Serpent: Scalable and Efficient Image Restoration via Multi-scale Structured State Space Models
This addresses the computational inefficiency of existing image restoration methods, especially at high resolutions, offering significant speed and memory savings for applications like photography or medical imaging.
The paper tackles the problem of efficient high-resolution image restoration by proposing Serpent, an architecture that combines state space models with multi-scale processing, achieving reconstruction quality on par with state-of-the-art methods while reducing compute by up to 150-fold and GPU memory by up to 5-fold.
The landscape of computational building blocks of efficient image restoration architectures is dominated by a combination of convolutional processing and various attention mechanisms. However, convolutional filters, while efficient, are inherently local and therefore struggle with modeling long-range dependencies in images. In contrast, attention excels at capturing global interactions between arbitrary image regions, but suffers from a quadratic cost in image dimension. In this work, we propose Serpent, an efficient architecture for high-resolution image restoration that combines recent advances in state space models (SSMs) with multi-scale signal processing in its core computational block. SSMs, originally introduced for sequence modeling, can maintain a global receptive field with a favorable linear scaling in input size. We propose a novel hierarchical architecture inspired by traditional signal processing principles, that converts the input image into a collection of sequences and processes them in a multi-scale fashion. Our experimental results demonstrate that Serpent can achieve reconstruction quality on par with state-of-the-art techniques, while requiring orders of magnitude less compute (up to $150$ fold reduction in FLOPS) and a factor of up to $5\times$ less GPU memory while maintaining a compact model size. The efficiency gains achieved by Serpent are especially notable at high image resolutions.

_INFORMATION GIVEN:_
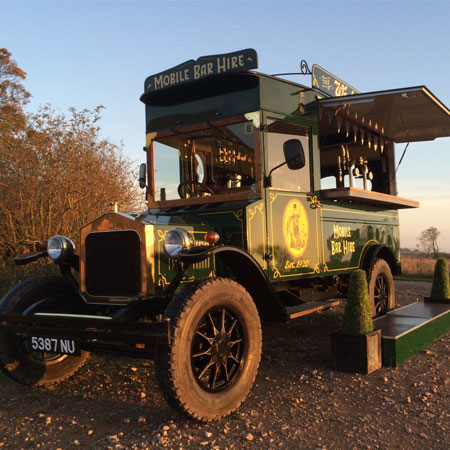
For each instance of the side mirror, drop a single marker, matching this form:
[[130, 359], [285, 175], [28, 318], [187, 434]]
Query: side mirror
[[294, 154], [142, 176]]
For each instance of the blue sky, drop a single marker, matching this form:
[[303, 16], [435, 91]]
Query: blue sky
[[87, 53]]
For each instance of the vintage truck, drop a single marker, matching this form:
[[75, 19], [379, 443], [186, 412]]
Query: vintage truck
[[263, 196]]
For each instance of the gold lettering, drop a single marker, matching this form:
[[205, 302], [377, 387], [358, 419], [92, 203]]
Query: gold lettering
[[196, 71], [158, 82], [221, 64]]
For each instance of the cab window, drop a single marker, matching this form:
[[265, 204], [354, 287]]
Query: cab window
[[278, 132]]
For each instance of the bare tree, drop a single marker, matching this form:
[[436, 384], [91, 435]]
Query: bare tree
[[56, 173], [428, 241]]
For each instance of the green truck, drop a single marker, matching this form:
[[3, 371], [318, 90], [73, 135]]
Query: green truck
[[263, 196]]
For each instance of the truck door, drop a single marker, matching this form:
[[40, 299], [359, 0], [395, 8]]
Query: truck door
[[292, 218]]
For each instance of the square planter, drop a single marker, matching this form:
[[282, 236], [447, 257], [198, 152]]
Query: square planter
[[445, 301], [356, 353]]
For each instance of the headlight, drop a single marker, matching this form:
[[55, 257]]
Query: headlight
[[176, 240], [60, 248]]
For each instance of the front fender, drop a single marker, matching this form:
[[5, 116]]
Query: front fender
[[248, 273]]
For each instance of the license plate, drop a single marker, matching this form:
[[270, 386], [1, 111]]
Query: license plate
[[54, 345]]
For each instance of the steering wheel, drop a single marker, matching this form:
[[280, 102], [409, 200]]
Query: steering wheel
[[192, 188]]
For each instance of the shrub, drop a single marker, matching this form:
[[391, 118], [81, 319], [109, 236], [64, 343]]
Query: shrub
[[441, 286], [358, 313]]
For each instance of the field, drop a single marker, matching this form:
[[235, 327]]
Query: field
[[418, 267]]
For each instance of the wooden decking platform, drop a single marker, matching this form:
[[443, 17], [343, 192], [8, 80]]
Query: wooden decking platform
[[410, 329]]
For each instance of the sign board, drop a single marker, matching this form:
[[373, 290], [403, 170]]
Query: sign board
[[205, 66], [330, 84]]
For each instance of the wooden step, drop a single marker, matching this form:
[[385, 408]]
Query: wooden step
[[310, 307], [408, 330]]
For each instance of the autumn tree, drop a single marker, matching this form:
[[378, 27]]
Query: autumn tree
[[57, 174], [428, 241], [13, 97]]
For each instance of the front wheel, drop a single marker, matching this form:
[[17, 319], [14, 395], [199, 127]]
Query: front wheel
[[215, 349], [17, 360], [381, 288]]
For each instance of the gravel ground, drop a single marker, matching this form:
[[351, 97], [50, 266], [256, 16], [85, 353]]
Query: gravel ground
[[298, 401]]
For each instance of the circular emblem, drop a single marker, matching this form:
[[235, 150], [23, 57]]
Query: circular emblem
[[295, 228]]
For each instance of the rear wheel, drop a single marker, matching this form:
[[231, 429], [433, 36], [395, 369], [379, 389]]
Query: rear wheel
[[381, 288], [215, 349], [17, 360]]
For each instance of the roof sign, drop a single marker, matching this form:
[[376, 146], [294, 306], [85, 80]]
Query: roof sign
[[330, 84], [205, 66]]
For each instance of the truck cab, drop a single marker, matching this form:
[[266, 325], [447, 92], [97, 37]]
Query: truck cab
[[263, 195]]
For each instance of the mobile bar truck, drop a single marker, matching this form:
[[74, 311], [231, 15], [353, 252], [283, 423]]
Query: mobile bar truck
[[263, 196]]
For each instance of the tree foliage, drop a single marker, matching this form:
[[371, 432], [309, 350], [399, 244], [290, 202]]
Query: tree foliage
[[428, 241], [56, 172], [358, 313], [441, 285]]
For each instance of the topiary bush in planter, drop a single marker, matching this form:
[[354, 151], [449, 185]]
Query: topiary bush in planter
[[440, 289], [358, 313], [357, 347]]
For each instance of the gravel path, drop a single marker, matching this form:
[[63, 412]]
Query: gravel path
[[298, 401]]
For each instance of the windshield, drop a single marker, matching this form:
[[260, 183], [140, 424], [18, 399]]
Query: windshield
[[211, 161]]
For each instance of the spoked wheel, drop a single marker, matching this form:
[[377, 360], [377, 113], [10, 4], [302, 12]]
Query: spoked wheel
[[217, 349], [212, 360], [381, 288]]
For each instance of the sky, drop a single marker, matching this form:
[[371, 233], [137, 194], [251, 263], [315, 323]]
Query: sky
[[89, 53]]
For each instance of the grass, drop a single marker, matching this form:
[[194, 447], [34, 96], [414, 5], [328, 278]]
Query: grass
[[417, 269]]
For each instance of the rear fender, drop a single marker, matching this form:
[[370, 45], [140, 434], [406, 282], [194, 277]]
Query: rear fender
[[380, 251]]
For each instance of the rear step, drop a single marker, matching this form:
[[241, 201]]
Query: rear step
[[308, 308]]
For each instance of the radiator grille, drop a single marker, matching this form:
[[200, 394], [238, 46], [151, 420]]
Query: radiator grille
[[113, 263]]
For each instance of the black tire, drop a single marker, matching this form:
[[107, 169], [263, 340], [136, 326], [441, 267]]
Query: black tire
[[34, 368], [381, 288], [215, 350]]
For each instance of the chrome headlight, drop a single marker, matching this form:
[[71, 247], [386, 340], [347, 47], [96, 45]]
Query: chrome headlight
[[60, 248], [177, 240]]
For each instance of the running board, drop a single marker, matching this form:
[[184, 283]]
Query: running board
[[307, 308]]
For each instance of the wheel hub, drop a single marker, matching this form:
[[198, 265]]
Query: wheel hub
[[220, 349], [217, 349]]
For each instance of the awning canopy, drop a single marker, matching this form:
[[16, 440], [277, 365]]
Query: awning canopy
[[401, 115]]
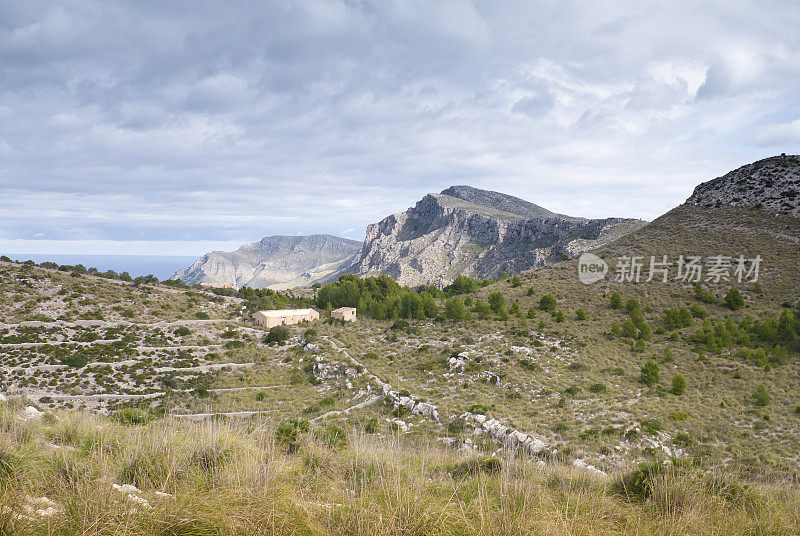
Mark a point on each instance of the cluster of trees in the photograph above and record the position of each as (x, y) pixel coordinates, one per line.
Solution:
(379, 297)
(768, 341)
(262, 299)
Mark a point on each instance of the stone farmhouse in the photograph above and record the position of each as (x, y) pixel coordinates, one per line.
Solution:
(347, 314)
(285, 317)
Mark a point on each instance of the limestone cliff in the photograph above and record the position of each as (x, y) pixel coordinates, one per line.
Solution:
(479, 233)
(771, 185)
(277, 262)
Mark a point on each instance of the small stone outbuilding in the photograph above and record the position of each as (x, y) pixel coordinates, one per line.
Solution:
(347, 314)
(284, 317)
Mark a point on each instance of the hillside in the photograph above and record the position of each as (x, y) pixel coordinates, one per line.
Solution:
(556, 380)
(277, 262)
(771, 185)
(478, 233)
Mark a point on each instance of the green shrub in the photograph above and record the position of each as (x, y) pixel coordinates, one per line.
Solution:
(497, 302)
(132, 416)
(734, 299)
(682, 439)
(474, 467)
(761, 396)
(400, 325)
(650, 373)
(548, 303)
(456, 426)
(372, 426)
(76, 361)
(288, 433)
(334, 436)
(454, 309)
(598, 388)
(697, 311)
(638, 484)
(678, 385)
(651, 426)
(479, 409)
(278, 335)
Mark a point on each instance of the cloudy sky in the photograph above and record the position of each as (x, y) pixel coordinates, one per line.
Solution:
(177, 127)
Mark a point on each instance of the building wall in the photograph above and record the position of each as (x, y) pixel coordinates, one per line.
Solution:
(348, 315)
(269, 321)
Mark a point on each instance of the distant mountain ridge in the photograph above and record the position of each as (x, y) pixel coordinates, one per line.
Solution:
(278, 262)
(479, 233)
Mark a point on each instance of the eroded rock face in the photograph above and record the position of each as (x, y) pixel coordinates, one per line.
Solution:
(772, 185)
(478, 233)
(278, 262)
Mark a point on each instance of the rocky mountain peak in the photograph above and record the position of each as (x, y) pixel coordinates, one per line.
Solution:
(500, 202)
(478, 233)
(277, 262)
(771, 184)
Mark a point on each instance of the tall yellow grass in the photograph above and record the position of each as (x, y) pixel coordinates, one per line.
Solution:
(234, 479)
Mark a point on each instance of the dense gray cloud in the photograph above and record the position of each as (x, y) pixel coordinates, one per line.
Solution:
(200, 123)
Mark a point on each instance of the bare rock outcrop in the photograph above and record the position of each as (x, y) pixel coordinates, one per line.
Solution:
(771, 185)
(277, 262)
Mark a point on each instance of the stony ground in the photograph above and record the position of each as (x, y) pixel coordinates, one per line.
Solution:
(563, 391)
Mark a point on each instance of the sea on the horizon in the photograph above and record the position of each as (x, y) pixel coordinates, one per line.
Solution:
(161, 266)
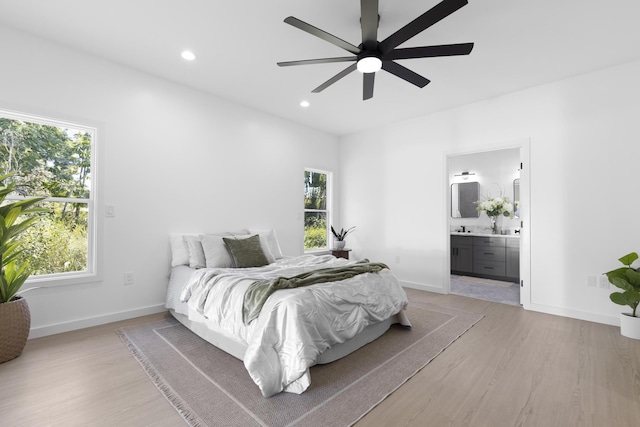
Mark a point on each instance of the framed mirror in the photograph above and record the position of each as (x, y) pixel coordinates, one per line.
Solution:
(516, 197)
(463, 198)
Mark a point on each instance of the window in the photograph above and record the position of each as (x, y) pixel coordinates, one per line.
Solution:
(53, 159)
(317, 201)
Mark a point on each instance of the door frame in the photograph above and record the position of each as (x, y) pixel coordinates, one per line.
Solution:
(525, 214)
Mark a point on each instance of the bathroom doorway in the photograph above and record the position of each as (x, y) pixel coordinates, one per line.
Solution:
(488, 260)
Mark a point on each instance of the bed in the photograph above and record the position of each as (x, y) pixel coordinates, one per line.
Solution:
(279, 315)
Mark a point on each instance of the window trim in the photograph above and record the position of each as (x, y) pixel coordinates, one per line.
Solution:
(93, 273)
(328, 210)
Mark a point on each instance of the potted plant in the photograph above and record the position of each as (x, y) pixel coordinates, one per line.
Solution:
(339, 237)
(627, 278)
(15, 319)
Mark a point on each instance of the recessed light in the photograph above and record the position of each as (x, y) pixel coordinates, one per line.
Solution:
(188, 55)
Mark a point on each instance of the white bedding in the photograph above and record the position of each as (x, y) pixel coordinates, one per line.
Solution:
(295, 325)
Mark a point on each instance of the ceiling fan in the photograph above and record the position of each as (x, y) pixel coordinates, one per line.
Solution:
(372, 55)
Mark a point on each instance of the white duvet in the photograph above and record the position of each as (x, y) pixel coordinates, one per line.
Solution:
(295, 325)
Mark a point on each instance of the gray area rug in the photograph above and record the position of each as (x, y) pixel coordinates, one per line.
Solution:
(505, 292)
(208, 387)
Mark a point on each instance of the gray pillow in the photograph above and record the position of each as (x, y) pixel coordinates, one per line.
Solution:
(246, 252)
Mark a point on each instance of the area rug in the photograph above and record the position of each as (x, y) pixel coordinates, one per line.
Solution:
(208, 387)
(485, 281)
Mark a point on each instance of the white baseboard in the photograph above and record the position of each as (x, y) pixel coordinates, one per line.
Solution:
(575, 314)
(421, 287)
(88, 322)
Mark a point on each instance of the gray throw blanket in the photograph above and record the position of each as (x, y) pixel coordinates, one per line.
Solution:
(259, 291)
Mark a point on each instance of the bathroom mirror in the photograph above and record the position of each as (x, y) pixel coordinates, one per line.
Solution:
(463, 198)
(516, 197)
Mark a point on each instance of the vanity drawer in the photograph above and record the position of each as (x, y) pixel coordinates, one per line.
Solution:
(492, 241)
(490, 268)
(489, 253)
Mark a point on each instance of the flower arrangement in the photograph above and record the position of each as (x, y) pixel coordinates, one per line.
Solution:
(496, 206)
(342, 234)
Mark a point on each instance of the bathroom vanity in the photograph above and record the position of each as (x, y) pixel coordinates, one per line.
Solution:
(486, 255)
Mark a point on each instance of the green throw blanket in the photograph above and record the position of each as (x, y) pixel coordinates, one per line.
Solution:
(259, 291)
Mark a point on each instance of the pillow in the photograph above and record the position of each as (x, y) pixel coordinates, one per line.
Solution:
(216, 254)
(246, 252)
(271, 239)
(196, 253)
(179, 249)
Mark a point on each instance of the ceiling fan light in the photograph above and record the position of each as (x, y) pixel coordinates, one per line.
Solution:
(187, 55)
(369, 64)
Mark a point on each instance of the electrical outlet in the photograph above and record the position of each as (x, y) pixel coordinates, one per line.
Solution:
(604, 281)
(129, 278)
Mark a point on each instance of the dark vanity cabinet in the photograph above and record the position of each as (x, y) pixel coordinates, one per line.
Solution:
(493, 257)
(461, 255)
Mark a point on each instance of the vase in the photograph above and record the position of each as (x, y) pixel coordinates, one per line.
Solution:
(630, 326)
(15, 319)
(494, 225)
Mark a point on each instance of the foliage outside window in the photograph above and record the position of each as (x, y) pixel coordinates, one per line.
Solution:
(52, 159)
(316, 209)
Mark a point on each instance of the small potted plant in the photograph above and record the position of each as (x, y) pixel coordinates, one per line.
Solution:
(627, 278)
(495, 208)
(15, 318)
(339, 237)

_ACTIVITY:_ Please state, according to the Serpent paper summary above, the maximum factor by which Serpent reduces GPU memory.

_OUTPUT FOR THIS TASK:_ Up to 5-fold.